**Directions for this task**: Please find every line in the items below that contains the word "window" and copy each one. Case counts.
— start Input rows —
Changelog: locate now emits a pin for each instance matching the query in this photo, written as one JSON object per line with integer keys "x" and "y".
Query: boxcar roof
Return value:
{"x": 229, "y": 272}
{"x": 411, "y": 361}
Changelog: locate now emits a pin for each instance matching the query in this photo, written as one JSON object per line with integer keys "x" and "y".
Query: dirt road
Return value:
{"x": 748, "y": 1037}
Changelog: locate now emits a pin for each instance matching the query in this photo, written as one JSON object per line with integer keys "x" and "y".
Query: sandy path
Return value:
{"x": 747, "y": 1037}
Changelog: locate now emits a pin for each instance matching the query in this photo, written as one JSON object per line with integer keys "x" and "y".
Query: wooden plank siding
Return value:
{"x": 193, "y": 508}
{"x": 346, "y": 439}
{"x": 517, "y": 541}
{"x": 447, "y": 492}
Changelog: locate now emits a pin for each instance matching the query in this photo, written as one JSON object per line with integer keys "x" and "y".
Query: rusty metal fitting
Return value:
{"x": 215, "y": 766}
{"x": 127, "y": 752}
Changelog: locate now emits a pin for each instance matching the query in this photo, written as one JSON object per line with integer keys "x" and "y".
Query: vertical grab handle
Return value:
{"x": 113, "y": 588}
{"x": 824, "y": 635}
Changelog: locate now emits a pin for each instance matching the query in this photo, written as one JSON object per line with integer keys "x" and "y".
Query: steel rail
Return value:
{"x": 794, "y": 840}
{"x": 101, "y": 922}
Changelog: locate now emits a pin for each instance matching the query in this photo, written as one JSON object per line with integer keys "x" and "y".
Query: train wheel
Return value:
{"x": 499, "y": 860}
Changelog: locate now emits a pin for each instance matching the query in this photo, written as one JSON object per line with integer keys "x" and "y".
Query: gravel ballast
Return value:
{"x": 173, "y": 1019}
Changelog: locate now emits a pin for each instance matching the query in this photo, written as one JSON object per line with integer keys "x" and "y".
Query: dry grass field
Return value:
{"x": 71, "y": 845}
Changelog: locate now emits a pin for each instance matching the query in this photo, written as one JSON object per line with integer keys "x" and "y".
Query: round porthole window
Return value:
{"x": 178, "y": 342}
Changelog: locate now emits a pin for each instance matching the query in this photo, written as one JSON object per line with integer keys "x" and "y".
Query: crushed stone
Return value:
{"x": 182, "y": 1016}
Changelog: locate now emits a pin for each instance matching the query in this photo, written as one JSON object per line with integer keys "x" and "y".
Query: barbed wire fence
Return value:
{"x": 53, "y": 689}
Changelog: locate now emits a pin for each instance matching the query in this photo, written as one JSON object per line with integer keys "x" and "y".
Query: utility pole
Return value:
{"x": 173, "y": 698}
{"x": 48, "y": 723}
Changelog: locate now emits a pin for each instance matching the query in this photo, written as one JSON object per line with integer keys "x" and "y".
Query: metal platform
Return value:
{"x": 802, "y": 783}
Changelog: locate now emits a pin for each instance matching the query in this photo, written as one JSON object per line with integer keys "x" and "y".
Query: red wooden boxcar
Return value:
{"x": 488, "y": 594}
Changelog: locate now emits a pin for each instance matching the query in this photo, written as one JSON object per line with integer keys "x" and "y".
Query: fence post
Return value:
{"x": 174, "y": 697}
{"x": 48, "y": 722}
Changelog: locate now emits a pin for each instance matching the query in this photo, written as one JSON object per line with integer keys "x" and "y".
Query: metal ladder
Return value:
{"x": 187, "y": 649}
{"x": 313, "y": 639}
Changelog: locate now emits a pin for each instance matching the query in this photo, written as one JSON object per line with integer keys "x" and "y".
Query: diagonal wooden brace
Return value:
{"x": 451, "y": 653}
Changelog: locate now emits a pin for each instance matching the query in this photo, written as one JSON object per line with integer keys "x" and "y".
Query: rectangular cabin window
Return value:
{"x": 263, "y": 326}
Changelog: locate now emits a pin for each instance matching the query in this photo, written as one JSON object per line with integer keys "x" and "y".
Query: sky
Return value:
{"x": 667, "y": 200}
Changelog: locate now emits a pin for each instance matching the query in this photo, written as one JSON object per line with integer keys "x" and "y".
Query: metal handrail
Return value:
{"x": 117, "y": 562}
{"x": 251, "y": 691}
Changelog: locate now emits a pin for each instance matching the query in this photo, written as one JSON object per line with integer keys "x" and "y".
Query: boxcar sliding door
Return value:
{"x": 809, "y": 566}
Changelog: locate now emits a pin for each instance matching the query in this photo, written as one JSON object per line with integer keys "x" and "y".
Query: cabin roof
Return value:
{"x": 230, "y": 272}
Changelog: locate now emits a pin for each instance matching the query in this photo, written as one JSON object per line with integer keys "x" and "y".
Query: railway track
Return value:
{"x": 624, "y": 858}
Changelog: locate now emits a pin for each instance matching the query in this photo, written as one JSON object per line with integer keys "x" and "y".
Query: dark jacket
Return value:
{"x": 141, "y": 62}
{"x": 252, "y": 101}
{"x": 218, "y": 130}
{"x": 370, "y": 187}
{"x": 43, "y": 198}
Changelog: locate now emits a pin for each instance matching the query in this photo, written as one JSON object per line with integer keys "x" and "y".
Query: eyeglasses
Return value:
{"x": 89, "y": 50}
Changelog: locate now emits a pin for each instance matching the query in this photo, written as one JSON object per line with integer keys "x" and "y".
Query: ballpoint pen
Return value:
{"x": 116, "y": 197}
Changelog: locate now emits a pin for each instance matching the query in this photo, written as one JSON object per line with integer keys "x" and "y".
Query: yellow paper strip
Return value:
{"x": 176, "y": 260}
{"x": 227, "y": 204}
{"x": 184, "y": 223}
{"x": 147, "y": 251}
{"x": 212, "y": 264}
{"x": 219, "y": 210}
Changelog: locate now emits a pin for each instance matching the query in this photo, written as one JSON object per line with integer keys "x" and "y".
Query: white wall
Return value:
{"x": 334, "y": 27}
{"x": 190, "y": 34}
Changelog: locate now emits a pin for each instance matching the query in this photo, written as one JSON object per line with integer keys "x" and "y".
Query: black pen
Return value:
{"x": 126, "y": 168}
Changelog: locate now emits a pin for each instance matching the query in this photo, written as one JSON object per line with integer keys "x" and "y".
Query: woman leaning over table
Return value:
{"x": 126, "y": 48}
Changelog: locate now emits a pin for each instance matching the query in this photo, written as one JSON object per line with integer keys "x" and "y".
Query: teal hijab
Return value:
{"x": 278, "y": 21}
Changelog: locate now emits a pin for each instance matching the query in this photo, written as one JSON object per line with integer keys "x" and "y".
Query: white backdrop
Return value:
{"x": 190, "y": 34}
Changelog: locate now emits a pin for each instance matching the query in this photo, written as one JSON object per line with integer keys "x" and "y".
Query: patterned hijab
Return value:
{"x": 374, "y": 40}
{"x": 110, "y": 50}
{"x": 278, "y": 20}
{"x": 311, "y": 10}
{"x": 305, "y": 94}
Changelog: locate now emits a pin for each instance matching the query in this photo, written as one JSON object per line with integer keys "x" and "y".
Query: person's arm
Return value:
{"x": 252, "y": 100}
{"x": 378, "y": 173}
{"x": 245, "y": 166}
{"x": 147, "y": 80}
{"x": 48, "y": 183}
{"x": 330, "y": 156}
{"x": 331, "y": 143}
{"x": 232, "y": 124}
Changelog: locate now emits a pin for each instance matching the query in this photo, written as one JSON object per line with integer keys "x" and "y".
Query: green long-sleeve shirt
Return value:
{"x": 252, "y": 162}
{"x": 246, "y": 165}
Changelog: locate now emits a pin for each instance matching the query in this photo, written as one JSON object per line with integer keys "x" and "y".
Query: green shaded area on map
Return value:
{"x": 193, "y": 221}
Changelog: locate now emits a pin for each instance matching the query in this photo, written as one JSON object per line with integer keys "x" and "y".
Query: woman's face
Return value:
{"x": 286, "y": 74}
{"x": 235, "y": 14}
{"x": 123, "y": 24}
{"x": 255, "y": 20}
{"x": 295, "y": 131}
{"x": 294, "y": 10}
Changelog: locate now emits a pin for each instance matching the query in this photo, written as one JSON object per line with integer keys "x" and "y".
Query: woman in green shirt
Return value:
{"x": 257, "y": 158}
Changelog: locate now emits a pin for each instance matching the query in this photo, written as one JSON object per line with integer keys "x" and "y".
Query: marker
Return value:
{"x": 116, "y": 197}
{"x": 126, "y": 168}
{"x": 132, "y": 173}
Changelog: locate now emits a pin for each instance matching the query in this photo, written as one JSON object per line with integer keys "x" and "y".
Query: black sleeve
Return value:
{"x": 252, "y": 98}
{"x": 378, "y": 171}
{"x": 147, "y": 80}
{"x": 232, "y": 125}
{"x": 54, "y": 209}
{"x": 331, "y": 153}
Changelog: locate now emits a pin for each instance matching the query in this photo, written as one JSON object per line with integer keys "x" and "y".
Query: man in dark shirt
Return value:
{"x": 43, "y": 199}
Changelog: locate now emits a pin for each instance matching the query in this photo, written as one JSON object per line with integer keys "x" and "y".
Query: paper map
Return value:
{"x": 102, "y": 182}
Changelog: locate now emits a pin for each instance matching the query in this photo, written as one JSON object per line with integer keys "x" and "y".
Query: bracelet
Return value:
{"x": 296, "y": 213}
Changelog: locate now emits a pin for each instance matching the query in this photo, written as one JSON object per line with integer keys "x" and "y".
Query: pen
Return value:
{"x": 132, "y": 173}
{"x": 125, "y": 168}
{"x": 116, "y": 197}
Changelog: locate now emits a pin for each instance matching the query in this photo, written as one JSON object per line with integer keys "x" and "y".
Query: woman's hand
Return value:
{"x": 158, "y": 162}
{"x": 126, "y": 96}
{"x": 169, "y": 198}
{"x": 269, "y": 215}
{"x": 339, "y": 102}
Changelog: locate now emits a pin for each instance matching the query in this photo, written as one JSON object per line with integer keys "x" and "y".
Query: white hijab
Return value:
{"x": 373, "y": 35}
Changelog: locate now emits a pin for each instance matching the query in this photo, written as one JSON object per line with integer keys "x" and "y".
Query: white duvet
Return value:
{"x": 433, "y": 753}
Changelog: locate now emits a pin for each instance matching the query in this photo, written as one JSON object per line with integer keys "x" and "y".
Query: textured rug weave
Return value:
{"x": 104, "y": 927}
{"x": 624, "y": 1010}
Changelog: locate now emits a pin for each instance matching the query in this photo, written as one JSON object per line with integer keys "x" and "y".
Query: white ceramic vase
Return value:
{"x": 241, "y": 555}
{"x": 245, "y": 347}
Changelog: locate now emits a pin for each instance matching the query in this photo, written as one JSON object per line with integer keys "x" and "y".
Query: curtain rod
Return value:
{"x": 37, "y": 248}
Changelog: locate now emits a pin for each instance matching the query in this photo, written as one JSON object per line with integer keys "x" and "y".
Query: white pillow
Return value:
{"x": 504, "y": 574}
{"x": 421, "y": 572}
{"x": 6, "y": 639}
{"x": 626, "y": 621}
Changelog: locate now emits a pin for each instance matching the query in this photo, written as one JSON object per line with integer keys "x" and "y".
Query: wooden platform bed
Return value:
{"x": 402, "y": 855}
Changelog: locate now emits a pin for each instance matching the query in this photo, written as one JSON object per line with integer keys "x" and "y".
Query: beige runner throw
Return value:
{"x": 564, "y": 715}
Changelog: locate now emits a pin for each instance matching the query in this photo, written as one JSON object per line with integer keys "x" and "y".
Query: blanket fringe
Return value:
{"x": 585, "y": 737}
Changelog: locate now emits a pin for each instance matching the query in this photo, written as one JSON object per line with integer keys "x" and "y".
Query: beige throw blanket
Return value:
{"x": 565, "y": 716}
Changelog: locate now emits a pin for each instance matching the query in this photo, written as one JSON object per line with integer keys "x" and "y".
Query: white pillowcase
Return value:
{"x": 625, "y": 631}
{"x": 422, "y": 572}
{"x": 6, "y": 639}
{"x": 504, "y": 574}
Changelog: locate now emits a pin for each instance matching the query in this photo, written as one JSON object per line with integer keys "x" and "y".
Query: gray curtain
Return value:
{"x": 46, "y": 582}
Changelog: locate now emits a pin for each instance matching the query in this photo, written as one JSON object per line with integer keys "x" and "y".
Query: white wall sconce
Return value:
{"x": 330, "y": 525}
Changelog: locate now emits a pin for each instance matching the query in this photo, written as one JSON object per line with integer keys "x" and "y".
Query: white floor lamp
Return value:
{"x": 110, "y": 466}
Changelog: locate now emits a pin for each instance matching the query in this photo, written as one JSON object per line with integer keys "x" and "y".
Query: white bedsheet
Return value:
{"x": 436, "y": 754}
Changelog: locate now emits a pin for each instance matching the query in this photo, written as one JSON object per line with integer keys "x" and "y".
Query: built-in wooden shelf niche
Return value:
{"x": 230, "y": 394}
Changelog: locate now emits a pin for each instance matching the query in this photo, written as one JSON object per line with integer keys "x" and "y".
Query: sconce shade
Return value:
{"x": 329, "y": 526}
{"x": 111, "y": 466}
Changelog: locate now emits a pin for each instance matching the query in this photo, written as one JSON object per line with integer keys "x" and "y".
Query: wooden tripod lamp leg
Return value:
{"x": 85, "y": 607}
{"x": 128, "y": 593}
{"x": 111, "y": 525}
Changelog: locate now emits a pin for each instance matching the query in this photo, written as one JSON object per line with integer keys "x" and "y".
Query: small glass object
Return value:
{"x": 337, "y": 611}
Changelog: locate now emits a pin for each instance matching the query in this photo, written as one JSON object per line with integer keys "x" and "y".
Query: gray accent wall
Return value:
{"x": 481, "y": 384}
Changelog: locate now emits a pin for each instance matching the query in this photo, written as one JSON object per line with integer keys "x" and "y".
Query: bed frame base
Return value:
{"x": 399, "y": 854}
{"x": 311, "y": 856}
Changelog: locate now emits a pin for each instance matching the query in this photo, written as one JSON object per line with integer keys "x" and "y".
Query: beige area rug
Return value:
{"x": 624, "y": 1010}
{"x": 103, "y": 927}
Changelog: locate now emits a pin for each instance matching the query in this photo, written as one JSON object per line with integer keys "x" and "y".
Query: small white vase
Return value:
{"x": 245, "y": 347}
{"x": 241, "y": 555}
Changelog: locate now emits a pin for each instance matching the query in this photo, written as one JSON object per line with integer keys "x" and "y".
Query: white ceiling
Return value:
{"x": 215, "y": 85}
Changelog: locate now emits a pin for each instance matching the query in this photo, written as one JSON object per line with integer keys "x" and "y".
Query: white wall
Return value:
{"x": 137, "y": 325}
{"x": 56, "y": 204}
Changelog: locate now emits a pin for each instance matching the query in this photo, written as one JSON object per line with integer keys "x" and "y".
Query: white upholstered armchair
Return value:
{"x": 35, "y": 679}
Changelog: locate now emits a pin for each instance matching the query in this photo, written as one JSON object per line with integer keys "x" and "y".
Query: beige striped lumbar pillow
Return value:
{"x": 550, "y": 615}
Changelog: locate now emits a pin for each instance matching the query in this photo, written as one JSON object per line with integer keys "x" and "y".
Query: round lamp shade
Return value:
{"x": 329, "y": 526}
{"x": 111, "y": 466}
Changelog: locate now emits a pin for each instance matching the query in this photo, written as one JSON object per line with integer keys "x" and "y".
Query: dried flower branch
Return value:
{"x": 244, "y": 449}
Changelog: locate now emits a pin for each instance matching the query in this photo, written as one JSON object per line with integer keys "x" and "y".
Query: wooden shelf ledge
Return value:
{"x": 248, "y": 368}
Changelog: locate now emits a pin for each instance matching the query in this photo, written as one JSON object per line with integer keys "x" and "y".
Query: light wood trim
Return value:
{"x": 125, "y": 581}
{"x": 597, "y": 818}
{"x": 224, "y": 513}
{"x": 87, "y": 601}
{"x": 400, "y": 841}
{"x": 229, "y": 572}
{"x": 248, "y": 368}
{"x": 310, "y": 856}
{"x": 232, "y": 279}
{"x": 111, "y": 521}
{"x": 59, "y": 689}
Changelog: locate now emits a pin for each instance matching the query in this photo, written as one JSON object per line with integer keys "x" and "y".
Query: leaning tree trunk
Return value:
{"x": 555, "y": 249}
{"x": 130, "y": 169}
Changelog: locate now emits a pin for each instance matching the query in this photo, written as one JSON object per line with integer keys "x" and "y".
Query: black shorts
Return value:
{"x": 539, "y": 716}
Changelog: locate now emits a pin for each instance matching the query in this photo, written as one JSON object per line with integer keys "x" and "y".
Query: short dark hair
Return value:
— end Input rows —
**Final result**:
Query: round porthole window
Query: rectangular cabin window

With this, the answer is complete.